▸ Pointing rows
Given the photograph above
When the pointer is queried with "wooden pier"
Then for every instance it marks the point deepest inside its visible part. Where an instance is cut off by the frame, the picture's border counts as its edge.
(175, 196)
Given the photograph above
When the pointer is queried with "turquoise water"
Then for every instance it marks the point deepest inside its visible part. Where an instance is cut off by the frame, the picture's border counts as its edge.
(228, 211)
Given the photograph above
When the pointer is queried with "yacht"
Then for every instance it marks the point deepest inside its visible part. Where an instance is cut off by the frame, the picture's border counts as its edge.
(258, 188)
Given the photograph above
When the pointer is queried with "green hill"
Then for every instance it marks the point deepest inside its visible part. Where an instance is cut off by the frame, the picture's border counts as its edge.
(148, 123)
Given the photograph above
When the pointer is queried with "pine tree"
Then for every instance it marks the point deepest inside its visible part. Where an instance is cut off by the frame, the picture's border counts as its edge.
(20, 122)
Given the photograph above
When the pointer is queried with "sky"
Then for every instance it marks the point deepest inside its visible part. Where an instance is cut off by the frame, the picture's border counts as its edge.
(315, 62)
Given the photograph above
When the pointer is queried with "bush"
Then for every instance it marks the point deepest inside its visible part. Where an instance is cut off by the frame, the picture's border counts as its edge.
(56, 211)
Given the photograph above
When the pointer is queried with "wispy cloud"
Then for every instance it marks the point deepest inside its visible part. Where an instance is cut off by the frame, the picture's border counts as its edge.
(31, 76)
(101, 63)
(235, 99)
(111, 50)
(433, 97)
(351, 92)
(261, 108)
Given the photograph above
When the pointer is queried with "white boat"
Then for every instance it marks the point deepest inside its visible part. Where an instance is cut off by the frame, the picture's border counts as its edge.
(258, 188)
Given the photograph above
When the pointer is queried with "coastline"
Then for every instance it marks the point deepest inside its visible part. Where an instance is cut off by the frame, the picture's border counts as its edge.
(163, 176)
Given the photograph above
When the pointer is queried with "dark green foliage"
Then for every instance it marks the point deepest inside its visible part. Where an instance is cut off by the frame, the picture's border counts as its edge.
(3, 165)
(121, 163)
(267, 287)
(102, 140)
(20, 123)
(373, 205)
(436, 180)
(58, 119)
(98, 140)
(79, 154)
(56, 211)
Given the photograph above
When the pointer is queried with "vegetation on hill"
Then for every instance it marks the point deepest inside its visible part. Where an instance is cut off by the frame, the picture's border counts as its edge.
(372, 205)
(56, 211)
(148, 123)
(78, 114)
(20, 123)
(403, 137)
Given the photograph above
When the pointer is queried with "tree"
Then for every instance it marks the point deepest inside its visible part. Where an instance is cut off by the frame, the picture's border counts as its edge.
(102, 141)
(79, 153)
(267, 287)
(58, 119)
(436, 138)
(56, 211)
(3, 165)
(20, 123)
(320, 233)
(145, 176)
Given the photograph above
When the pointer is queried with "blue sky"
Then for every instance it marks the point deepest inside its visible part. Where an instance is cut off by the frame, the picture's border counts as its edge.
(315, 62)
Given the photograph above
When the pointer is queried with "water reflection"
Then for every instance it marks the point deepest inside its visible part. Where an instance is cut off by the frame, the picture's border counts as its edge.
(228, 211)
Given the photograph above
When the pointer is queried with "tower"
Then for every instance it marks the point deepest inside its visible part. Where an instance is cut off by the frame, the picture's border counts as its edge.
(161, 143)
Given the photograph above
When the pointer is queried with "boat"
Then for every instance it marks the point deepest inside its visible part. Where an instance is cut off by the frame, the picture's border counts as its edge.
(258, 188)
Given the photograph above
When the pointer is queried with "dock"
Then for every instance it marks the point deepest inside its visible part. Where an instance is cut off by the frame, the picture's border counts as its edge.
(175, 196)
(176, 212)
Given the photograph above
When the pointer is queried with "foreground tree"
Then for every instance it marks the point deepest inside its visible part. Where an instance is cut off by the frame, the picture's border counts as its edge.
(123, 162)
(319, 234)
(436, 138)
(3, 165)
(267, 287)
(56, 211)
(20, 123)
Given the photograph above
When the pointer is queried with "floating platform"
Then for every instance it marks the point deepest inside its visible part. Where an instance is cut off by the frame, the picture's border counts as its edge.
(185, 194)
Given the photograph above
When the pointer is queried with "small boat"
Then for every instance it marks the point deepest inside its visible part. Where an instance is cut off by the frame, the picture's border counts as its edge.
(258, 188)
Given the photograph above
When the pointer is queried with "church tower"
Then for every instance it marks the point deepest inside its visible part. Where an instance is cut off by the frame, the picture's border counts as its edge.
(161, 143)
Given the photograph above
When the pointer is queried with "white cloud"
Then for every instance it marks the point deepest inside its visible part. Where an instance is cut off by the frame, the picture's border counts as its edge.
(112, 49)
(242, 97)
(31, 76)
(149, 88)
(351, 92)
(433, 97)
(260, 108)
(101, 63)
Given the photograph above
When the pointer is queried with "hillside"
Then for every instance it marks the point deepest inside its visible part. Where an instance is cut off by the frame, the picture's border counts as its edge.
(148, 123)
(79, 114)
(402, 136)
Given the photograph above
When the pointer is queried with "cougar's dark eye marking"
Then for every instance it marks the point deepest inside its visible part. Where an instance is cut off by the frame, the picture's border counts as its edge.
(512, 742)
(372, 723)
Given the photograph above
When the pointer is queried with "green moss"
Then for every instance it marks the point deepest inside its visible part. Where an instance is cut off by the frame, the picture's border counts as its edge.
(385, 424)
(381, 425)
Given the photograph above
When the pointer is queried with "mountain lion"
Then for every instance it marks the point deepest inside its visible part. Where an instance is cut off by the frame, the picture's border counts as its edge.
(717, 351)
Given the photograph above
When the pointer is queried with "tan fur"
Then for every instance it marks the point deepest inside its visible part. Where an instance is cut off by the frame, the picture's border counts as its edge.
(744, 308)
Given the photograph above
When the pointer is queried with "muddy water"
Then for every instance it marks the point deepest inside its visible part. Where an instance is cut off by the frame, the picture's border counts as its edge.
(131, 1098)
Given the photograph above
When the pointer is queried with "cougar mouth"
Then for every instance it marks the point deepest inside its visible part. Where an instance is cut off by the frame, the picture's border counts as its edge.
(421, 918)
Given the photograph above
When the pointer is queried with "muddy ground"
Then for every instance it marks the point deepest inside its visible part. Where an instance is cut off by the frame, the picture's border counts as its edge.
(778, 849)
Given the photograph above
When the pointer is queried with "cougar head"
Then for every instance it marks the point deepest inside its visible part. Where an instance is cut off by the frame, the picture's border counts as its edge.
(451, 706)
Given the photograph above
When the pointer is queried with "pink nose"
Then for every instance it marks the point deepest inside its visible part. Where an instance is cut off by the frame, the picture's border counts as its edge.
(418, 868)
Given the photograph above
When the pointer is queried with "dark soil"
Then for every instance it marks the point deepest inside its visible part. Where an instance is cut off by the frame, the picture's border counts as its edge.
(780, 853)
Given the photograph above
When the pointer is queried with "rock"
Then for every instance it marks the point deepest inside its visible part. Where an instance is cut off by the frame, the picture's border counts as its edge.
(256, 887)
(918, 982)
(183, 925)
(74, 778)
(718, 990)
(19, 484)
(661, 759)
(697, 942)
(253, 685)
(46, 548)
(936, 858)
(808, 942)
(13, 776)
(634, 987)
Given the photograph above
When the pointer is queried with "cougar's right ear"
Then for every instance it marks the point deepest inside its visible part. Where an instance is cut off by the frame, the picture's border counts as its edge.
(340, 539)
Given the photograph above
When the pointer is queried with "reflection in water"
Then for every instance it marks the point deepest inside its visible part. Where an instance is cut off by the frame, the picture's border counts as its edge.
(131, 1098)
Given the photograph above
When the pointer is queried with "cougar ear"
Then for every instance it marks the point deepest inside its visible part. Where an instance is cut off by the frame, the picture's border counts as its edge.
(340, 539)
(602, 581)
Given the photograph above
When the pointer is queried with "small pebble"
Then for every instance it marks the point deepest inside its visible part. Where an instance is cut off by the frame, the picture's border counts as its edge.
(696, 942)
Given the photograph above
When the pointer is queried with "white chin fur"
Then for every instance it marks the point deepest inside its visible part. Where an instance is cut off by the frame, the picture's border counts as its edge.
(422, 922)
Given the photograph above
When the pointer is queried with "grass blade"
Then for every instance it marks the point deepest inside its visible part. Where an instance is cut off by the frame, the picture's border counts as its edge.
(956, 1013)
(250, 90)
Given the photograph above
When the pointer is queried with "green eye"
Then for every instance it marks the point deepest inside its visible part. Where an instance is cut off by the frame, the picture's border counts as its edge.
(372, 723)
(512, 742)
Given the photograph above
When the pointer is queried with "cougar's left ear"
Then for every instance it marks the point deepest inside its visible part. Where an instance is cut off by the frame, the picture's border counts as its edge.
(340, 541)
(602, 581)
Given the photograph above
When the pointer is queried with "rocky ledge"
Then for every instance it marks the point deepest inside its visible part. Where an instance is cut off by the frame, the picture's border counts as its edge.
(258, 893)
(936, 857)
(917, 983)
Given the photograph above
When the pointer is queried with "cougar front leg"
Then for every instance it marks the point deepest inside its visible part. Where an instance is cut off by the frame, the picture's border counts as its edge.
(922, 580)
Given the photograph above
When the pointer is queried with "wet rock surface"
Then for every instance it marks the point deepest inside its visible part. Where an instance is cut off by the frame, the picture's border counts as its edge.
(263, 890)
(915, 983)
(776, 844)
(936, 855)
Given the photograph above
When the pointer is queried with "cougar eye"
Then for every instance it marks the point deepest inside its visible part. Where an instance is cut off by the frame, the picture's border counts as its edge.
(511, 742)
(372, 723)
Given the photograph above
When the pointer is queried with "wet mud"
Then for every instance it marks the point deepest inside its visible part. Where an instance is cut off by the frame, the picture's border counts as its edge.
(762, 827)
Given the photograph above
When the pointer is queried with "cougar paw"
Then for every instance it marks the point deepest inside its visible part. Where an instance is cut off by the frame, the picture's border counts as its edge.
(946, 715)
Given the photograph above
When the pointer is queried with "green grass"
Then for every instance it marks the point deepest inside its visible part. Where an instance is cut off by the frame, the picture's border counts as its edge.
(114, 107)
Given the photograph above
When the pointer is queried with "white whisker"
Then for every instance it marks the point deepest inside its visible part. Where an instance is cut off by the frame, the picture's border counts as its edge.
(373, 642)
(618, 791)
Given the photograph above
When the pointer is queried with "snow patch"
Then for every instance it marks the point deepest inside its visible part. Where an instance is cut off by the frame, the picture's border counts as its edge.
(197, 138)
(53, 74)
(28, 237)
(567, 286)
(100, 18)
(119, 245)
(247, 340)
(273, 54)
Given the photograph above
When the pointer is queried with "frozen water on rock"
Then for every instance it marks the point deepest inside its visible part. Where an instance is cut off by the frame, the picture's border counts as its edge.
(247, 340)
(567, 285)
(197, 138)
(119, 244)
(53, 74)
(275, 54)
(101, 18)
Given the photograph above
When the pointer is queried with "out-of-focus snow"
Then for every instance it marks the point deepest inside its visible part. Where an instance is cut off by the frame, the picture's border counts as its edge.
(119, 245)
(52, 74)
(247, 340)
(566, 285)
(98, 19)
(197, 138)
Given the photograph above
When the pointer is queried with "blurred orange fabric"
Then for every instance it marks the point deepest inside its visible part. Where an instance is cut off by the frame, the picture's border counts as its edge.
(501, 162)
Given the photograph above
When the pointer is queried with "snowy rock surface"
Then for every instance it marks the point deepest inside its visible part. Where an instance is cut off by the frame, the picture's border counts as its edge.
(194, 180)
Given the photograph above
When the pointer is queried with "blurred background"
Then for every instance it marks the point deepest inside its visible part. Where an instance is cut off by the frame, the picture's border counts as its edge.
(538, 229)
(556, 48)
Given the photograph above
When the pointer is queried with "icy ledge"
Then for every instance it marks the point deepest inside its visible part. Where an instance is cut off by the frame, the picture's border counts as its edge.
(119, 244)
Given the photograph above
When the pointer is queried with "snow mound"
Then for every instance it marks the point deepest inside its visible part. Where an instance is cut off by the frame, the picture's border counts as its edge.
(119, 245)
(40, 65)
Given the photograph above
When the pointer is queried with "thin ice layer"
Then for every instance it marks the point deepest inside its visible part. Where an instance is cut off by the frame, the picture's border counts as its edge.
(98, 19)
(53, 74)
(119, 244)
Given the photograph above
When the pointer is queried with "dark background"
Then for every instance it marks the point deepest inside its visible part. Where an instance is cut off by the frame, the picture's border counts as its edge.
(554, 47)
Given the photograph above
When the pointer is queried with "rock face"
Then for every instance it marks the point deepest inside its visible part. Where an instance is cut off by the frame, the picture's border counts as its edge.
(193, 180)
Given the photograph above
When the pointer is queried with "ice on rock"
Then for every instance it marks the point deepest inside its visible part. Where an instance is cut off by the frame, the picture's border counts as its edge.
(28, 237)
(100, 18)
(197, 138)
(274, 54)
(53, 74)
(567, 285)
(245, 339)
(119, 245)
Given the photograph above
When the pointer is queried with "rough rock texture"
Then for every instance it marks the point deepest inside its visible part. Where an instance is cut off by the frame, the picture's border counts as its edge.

▸ SHORT PROBLEM
Select every line in the rows above that contains the string "cougar", matching case exactly, and copy each one out.

▸ WRITTEN ANSWER
When the pointer is queried with "cougar's dark eye marking"
When the pointer is queried with "cougar mouth"
When the pointer is queried with "cougar head"
When the pointer is queried with "cougar's right ear"
When the pointer is queried with "cougar ear"
When the pointer is queried with "cougar's left ear"
When the pointer is queried with "cougar front leg"
When the pointer is queried with "cougar eye"
When the pointer is queried with "cougar paw"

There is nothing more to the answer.